Jermyn Street Theatre Announces Rebels Season

Jermyn Street Theatre announces World and European premieres in their Autumn ‘Rebels’ Season.

Jermyn Street Theatre Rebels Season

Following his acclaimed first year as Artistic Director, Tom Littler has announced the start of his second season with a series of works celebrating rebellious spirits. This includes the first UK production by award-winning British/American playwright Bathsheba Doran, the world premiere of a play about the maverick surrealist, Leonora Carrington, the revival of a modern Canadian classic and a rip-roaring, spine-chilling, body-snatching Christmas comedy.

The autumn REBELS Season comprises:

The world premiere of Alice Allemano’s About Leo, directed by JMK Award-winning Michael Oakley (5 September to 29 September 2018). About Leo tells the true story of surrealist painter Leonora Carrington. When a young journalist turns up unexpectedly in Mexico City, the elderly Leo must confront her past, including her legendary love affair with the artist Max Ernst. Inspired by real events, About Leo is a gripping drama, which skilfully unpicks ideas about art and inspiration. This is Allemano’s first play.

The European premiere of Parents’ Evening, by Bathsheba Doran.

DATA SHOWN =>
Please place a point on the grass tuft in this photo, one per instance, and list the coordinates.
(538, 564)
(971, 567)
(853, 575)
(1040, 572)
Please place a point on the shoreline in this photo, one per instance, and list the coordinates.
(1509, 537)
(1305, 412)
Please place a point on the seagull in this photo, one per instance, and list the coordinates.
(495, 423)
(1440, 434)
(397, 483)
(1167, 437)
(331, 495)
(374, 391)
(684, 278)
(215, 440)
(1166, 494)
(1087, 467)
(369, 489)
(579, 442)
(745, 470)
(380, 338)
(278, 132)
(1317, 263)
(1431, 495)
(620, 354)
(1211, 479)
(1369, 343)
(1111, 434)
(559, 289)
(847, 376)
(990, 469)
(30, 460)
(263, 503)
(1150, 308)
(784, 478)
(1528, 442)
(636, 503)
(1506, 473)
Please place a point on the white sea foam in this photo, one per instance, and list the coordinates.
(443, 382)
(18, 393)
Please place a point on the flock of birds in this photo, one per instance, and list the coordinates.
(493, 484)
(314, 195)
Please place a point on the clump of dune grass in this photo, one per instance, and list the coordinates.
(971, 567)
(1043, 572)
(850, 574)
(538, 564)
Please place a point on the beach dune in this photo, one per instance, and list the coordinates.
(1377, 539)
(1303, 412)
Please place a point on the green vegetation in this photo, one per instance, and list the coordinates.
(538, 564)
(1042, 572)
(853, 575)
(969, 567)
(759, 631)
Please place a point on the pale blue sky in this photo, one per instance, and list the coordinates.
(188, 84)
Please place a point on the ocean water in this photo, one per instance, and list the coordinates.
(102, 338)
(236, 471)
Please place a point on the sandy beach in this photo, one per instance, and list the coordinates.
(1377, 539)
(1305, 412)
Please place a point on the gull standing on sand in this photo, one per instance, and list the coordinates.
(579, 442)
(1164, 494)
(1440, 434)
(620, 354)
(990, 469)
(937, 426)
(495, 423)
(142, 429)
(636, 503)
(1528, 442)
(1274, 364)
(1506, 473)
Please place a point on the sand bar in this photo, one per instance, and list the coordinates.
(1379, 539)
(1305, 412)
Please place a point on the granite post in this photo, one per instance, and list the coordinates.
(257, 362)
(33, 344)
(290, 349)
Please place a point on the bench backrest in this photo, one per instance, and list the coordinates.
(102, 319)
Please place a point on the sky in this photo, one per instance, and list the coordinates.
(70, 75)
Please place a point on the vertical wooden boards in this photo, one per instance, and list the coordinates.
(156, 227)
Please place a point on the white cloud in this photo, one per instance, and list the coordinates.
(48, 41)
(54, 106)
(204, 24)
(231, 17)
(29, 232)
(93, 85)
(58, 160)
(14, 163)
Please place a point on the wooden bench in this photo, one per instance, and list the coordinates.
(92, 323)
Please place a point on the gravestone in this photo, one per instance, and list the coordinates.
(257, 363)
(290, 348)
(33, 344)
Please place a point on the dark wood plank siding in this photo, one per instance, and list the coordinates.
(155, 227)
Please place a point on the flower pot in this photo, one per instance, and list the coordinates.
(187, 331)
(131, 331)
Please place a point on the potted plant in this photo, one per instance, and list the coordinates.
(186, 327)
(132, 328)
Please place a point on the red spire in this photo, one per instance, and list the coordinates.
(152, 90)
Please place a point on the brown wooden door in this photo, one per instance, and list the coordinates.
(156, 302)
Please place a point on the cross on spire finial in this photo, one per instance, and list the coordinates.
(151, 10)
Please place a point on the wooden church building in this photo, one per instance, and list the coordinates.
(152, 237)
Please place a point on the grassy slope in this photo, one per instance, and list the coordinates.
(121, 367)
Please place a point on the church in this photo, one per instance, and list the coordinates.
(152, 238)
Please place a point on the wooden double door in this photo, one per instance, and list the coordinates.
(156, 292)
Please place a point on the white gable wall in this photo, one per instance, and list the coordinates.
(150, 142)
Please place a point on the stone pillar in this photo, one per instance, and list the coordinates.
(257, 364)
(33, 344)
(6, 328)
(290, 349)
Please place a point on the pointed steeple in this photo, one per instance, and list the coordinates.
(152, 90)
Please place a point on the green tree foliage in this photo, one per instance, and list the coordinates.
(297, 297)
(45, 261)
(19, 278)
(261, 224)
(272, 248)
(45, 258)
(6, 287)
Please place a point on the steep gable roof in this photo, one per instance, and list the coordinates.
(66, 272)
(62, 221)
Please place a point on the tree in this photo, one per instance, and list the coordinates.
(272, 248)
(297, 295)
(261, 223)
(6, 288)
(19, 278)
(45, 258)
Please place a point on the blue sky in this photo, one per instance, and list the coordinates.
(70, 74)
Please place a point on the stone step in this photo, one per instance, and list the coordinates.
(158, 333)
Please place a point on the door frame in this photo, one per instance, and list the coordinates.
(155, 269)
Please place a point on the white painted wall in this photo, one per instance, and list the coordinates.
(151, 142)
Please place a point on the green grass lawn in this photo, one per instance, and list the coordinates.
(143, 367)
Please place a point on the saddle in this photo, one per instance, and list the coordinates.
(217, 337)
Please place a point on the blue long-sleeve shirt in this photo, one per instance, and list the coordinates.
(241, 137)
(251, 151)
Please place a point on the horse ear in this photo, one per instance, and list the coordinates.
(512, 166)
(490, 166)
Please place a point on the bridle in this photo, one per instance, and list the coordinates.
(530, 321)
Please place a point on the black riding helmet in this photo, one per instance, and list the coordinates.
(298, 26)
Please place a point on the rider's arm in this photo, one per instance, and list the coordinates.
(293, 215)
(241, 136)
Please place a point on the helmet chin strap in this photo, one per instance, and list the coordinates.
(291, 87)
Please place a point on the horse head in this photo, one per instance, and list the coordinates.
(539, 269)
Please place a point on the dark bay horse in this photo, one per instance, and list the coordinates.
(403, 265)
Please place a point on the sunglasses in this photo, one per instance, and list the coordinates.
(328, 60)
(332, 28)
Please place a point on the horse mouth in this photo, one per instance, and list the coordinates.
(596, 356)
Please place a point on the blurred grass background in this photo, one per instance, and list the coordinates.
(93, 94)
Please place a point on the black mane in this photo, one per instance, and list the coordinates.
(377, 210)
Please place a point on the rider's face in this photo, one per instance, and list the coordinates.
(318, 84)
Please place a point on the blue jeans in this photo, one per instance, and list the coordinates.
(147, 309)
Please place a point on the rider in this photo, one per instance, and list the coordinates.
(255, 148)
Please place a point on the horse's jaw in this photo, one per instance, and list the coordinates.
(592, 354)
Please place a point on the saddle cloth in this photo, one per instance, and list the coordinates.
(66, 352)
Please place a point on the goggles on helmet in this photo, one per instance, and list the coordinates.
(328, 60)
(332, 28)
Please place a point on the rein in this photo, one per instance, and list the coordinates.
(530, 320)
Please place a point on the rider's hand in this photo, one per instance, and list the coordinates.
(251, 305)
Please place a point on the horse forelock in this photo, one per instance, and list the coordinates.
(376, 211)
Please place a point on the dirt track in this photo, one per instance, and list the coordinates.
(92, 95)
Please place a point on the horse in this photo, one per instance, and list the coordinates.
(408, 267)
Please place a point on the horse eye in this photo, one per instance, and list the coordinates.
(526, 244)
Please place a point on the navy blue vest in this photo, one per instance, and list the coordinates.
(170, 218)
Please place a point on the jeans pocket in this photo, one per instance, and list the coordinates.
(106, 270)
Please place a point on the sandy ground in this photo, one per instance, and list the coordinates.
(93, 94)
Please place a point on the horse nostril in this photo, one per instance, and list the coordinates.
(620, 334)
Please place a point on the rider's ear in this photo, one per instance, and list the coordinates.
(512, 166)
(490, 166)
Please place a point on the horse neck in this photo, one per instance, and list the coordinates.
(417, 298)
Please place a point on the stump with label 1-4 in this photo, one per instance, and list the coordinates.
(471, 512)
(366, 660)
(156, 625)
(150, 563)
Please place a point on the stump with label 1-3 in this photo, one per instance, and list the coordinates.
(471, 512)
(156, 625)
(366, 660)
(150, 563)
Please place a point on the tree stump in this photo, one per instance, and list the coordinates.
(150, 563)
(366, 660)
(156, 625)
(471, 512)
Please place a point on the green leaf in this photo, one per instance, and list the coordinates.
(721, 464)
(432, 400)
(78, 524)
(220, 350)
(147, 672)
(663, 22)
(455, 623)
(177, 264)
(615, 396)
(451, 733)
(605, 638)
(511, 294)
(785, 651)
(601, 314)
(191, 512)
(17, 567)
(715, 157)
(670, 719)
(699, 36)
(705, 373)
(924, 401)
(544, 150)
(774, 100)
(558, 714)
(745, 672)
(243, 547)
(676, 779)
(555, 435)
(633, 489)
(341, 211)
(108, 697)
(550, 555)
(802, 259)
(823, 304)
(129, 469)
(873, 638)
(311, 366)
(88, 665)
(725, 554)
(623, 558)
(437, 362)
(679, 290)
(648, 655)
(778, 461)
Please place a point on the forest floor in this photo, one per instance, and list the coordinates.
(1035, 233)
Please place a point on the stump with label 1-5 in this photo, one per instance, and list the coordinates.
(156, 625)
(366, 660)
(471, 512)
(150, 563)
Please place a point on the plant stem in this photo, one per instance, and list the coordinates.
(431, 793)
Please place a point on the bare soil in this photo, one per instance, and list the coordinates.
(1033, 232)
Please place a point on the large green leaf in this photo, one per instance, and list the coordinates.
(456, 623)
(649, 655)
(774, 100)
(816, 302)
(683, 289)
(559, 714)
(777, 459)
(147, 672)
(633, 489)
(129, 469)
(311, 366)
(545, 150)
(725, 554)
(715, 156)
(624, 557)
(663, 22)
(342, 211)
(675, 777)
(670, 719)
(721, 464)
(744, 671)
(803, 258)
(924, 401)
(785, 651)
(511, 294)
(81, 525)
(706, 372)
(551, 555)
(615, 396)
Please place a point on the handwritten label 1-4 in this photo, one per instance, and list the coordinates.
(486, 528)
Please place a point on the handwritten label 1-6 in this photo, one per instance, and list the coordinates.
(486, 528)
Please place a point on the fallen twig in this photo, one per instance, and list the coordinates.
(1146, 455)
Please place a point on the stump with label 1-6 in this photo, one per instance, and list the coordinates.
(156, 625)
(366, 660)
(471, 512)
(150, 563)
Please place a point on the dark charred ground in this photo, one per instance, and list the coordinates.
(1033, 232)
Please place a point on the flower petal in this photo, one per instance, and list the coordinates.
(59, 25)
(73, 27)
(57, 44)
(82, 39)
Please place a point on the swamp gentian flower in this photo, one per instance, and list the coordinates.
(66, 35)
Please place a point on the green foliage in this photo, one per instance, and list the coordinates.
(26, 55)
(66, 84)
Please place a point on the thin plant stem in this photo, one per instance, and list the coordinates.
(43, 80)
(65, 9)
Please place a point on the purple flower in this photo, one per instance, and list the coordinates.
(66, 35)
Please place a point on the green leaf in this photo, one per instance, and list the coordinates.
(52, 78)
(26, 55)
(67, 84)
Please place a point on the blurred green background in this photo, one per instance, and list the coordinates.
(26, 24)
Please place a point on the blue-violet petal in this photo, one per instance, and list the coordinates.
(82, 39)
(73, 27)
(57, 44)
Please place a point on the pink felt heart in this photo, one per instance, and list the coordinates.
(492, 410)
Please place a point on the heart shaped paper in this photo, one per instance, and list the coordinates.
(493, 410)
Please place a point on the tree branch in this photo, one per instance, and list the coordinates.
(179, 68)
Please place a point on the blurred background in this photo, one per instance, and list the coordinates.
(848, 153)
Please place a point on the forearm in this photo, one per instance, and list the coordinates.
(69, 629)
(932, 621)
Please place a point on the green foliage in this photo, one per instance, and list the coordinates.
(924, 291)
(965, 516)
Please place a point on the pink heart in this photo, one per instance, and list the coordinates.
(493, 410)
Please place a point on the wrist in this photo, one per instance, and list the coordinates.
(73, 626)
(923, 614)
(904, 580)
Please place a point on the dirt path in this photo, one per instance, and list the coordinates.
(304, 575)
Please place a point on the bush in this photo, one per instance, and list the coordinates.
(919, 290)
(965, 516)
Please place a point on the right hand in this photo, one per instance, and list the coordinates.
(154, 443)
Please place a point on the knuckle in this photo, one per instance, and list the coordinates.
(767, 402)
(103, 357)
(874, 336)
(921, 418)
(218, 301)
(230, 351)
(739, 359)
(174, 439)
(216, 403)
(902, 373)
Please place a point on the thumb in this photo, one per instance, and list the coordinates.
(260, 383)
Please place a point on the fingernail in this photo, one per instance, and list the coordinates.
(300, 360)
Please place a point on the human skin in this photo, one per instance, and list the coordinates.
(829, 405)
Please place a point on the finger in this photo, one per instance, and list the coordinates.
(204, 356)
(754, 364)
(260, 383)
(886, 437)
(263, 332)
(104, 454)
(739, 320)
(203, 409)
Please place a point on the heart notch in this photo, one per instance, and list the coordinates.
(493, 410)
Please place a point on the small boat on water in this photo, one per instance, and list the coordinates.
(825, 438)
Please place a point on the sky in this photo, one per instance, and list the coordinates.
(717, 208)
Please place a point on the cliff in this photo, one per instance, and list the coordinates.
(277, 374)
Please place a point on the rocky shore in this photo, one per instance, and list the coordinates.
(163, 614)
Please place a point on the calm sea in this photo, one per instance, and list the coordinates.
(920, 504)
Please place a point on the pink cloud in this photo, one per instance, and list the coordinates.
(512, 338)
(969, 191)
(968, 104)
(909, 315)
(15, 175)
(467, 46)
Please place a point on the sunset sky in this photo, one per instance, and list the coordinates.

DIRECTIVES =>
• A. Condense the paragraph of the season announcement above that begins "The world premiere of Alice Allemano's About Leo" into a short bulleted list that keeps its main facts.
• B. Summarize the season announcement in two sentences.

ANSWERS IN ORDER =>
• A.
- Production: world premiere of Alice Allemano's About Leo, her first play
- Director: JMK Award-winning Michael Oakley
- Dates: 5 September to 29 September 2018
- Subject: the true story of surrealist painter Leonora Carrington
- Plot: a young journalist arrives unexpectedly in Mexico City, forcing the elderly Leo to confront her past, including her legendary love affair with the artist Max Ernst
- Character: a gripping drama inspired by real events that unpicks ideas about art and inspiration

• B. Jermyn Street Theatre has announced its autumn "Rebels" Season, the second under Artistic Director Tom Littler, with works celebrating rebellious spirits. It includes the world premiere of Alice Allemano's About Leo, about the surrealist painter Leonora Carrington, and the European premiere of Bathsheba Doran's Parents' Evening, along with the revival of a modern Canadian classic and a Christmas comedy.